Task goal: Reproduce the listing below in its entirety. Change nothing.

-- Start of Provided entries --

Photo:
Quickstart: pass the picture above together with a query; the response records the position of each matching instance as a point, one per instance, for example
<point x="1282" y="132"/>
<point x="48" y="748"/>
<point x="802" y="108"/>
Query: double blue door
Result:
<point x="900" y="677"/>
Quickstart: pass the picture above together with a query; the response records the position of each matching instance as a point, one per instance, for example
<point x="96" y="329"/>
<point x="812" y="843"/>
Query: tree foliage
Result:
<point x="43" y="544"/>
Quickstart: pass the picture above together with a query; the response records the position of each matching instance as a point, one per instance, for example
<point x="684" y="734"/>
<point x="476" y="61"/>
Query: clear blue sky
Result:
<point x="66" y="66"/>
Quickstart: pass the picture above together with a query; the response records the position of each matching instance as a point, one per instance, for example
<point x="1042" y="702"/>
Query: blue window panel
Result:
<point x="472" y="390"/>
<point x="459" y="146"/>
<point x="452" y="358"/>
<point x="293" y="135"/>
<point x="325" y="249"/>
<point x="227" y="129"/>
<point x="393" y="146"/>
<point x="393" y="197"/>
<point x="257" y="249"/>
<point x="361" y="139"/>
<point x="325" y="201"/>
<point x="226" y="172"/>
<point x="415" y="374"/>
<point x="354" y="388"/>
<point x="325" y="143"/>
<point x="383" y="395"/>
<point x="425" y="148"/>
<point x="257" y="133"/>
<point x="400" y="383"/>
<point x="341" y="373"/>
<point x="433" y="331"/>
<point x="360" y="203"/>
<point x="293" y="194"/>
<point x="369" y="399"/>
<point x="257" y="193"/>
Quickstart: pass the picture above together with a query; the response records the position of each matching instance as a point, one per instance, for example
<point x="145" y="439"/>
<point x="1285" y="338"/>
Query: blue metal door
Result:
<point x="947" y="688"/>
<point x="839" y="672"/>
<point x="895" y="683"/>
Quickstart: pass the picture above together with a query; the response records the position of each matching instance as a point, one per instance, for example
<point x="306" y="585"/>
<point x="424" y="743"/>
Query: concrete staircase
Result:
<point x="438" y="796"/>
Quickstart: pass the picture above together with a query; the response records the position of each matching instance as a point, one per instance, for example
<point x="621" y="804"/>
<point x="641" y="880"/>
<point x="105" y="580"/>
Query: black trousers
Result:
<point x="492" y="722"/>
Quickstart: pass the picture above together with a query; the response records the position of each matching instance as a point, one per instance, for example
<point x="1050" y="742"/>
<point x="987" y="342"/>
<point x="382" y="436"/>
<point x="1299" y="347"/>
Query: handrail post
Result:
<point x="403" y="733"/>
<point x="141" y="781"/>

-- End of Provided entries --

Output for this exercise:
Photo:
Quickstart: pass the picture above together with a query; the response records the position of each matching instance as a point, one per instance, for example
<point x="1282" y="132"/>
<point x="48" y="748"/>
<point x="802" y="108"/>
Query: double blue door
Result:
<point x="900" y="677"/>
Quickstart: pass the picture above together with a query; the response records the position of each matching instance as a point, one per instance, for example
<point x="96" y="329"/>
<point x="812" y="843"/>
Query: tree foliage
Result:
<point x="43" y="544"/>
Quickstart: pass the picture above together with a query; the response records the position of each matching instance as a point, one per instance, for example
<point x="684" y="734"/>
<point x="476" y="61"/>
Query: clear blue sky
Result:
<point x="66" y="66"/>
Quickstart: pass the picture above together with a query; the response records the position of each matching instance as a point, one per instance, for example
<point x="1042" y="702"/>
Query: blue window panel
Result:
<point x="472" y="390"/>
<point x="459" y="146"/>
<point x="452" y="358"/>
<point x="293" y="135"/>
<point x="325" y="249"/>
<point x="227" y="129"/>
<point x="393" y="146"/>
<point x="393" y="197"/>
<point x="257" y="249"/>
<point x="361" y="139"/>
<point x="325" y="201"/>
<point x="226" y="172"/>
<point x="415" y="374"/>
<point x="354" y="388"/>
<point x="325" y="143"/>
<point x="383" y="395"/>
<point x="425" y="148"/>
<point x="257" y="133"/>
<point x="400" y="383"/>
<point x="341" y="373"/>
<point x="433" y="331"/>
<point x="360" y="203"/>
<point x="293" y="194"/>
<point x="369" y="399"/>
<point x="257" y="193"/>
Quickstart: pass the picture above together with a query; the response records the position of each matching instance as a point, one per instance, for example
<point x="145" y="439"/>
<point x="1285" y="338"/>
Query: blue metal door
Result:
<point x="947" y="688"/>
<point x="839" y="672"/>
<point x="895" y="683"/>
Quickstart: pass the picture above together with a query; the response records the position of each matching instance as a point, one per instance, for example
<point x="306" y="585"/>
<point x="424" y="743"/>
Query: concrete staircase
Result:
<point x="438" y="796"/>
Quickstart: pass the picture above together with a query; the response records the position of each matching instance as a point, one per instance, for example
<point x="621" y="804"/>
<point x="641" y="880"/>
<point x="105" y="580"/>
Query: black trousers
Result:
<point x="492" y="722"/>
Quickstart: pass the picture above together with a query; the response records the position of each matching instance as a point, one per instance, for example
<point x="1050" y="742"/>
<point x="987" y="342"/>
<point x="382" y="436"/>
<point x="1299" y="347"/>
Query: handrail post
Result:
<point x="403" y="733"/>
<point x="141" y="781"/>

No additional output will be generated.